-- start of Input --

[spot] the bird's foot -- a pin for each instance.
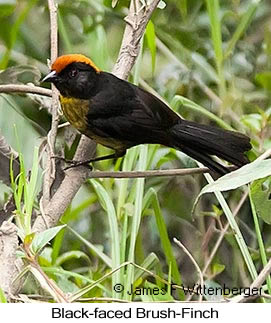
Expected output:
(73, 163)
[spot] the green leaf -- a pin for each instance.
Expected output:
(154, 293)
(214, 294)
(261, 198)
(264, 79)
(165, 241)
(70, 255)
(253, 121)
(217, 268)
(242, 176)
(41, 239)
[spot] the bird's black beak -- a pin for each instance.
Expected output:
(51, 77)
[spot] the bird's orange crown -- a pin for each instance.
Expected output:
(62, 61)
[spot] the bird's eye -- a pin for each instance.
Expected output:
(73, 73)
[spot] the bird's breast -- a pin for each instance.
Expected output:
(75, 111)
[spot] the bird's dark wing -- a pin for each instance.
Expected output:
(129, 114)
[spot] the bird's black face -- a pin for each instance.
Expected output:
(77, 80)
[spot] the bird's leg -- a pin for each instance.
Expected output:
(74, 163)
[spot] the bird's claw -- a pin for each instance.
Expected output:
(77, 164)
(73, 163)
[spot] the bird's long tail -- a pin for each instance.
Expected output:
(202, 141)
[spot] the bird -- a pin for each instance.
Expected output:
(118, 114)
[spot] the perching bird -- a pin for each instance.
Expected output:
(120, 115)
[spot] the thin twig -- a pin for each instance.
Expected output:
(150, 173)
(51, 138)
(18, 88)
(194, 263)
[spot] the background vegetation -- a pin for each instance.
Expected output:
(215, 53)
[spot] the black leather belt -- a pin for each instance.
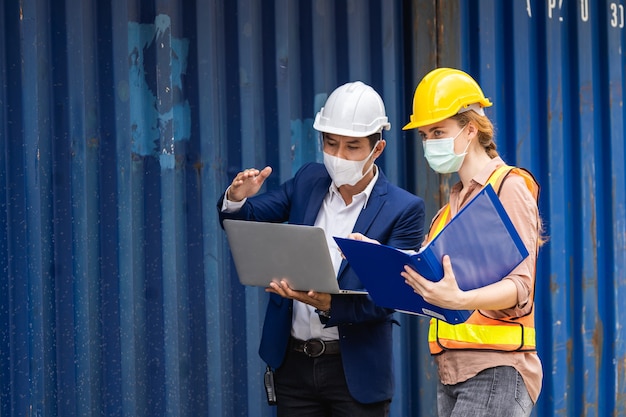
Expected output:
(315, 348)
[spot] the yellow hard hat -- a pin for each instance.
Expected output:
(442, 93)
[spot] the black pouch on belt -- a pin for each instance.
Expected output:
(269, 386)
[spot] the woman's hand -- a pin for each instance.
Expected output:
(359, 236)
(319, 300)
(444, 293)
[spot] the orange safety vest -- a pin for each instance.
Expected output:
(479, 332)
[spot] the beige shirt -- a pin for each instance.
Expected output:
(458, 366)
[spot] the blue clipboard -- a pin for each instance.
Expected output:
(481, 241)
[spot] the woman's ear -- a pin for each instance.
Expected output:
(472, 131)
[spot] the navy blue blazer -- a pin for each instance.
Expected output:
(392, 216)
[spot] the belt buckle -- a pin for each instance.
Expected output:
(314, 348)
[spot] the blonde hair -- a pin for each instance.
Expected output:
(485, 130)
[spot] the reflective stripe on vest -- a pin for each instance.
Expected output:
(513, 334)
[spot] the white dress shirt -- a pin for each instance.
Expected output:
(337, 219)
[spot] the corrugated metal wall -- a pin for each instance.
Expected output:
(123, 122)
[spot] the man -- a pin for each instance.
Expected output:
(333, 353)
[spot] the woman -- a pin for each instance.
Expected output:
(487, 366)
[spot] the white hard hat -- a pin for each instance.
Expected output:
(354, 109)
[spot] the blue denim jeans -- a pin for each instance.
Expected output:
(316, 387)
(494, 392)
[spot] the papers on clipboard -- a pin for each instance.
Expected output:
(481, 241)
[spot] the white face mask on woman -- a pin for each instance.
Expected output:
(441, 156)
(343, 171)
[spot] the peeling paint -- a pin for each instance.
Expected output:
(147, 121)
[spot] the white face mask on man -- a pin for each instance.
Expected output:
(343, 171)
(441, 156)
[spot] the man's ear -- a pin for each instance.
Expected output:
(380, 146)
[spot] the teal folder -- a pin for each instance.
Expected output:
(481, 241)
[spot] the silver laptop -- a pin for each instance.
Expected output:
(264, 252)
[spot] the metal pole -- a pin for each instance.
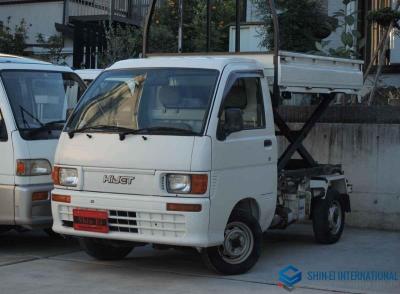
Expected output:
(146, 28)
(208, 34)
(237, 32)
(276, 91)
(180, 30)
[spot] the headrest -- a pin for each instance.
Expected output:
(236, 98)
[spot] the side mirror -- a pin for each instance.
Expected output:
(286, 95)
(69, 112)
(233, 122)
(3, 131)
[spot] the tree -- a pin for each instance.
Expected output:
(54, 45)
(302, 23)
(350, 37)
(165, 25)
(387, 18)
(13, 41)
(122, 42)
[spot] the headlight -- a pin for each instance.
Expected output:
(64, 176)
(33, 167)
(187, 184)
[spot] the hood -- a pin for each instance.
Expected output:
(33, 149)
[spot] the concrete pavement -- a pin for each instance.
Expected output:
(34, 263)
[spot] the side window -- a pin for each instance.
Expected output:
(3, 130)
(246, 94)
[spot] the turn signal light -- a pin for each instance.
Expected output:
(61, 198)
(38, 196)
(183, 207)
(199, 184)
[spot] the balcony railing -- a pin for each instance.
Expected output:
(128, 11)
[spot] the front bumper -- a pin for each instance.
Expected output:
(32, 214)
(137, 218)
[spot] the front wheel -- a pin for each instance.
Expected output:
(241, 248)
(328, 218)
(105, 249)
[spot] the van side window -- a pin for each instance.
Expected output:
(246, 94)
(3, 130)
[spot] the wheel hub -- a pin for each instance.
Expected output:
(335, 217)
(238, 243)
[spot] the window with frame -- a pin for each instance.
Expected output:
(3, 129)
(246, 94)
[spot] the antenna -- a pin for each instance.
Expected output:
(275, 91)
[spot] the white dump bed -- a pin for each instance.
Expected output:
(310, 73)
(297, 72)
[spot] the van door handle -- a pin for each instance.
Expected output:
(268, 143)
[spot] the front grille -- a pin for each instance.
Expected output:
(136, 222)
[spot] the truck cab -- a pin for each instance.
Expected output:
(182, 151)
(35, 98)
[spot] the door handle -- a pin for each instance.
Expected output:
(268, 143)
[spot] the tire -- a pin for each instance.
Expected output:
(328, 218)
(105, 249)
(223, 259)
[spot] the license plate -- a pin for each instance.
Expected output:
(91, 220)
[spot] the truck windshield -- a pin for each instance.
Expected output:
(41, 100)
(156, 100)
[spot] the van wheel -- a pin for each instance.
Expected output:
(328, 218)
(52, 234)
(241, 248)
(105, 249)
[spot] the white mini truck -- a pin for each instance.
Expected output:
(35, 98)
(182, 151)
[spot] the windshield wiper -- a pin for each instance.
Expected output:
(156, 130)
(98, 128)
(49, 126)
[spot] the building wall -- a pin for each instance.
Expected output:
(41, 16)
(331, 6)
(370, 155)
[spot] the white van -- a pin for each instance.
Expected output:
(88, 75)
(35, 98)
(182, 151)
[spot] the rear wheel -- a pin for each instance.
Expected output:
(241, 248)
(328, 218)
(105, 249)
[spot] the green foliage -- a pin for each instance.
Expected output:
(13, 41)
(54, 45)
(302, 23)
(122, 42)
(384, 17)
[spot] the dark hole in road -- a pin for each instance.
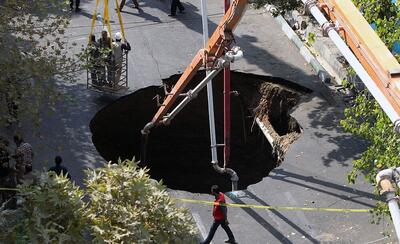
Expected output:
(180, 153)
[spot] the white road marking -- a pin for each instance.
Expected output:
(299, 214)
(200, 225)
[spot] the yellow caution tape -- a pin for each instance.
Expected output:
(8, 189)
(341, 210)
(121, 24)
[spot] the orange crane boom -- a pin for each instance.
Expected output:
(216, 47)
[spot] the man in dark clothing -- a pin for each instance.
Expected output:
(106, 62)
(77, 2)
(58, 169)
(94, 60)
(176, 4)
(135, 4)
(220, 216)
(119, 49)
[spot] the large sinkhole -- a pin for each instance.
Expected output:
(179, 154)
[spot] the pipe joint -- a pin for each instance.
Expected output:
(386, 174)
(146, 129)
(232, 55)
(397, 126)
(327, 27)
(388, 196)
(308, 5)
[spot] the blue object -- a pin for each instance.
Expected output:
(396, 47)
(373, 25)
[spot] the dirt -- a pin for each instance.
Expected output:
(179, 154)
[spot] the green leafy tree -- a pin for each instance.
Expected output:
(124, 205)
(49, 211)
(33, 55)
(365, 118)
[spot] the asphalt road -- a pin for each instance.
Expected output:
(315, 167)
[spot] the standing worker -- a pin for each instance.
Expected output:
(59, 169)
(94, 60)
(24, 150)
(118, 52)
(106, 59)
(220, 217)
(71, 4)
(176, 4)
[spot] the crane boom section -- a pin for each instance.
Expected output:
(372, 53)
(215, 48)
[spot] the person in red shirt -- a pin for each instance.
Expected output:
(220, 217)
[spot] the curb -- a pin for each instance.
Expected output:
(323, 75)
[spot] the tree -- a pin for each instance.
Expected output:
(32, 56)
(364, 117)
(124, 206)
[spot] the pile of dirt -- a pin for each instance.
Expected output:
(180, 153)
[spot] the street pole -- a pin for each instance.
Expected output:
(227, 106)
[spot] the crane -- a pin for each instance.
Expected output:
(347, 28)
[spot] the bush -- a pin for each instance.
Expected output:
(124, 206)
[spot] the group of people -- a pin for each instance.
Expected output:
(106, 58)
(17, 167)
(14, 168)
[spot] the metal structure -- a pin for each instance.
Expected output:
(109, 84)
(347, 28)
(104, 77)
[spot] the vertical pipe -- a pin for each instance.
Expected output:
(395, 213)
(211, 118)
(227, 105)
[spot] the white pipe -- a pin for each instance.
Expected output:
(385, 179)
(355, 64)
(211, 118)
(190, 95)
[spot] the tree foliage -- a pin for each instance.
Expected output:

-- end of Input --

Each line from the one containing "[spot] the blue object" to the end of the records should be echoed exactly, and no other line.

# Solution for this problem:
[spot] the blue object -- a pin for each instance.
Expected output:
(396, 47)
(373, 25)
[spot] the dirt -- a pin for each instance.
Expected output:
(179, 154)
[spot] the green leafy tree -- a pin for each instance.
Expected output:
(124, 205)
(49, 211)
(33, 55)
(365, 118)
[spot] the asphalt road -- a pin for each instance.
Expected output:
(315, 167)
[spot] the standing worker -- a pin for each instance.
Expected output:
(59, 169)
(94, 60)
(24, 150)
(118, 52)
(106, 59)
(220, 217)
(71, 4)
(176, 4)
[spot] the crane boom section -- a pin for each instance.
Expected output:
(372, 53)
(215, 48)
[spot] the person in red shirt -- a pin for each instance.
Expected output:
(220, 217)
[spot] the curb -- a pin for each instance.
Expected output:
(323, 75)
[spot] the tree -- a pin for each instance.
Expected output:
(32, 56)
(364, 117)
(124, 206)
[spot] the pile of dirt -- a pin for each instance.
Expected output:
(180, 153)
[spot] the street pole -- a pin for each instance.
Expected output:
(227, 106)
[spot] the crane -- a pin for each instance.
Expected output:
(347, 28)
[spot] the bush -- a pin for each instance.
Expected output:
(124, 206)
[spot] the group of people -- a pin for each instance.
Expected output:
(106, 58)
(17, 167)
(14, 168)
[spot] the metal structure -- a pin for each instance.
Expected output:
(109, 84)
(347, 28)
(104, 77)
[spot] the vertical pipe -- a pin for each instance.
Expected output:
(395, 213)
(211, 118)
(227, 105)
[spot] the white pipe -- a pin for each instance.
Expected output:
(385, 179)
(355, 64)
(211, 118)
(190, 95)
[spot] the tree foliage -- a pin for each instance.
Expected output:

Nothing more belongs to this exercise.